EXTRAIT DU TEXTE –
- - - -

Le scénario macro-économique qui se déroule en ce moment en Argentine me rappelle Un Jour sans fin : la même politique de « libéralisation » et de déréglementation mise au service de la spéculation financière au détriment des activités productives qui avait déjà été mise en oeuvre il y a 7 ans par les mêmes principaux acteurs ministériels (Caputo et Sturzenegger) va produire les mêmes effets, jusqu'à l'effondrement final qui interviendra d'ici six mois à un an au plus tard.

- - - -

DONNÉES FOURNIES –
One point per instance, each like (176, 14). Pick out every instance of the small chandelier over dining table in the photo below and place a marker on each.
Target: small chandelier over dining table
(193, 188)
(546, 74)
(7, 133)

- - - -

TÂCHES –
[1] D'après le texte sur l'Argentine, quels acteurs ministériels avaient déjà mis en œuvre la même politique il y a 7 ans ?
[2] Présentez toutes les lignes du bloc 1 sous forme de tableau Markdown à deux colonnes, « n° » et « Ligne », sans les lignes vides.

RÉPONSES COMPLÈTES –
[1] Caputo et Sturzenegger.

[2]
| n° | Ligne |
|---|---|
| 1 | One point per instance, each like (176, 14). Pick out every instance of the small chandelier over dining table in the photo below and place a marker on each. |
| 2 | Target: small chandelier over dining table |
| 3 | (193, 188) |
| 4 | (546, 74) |
| 5 | (7, 133) |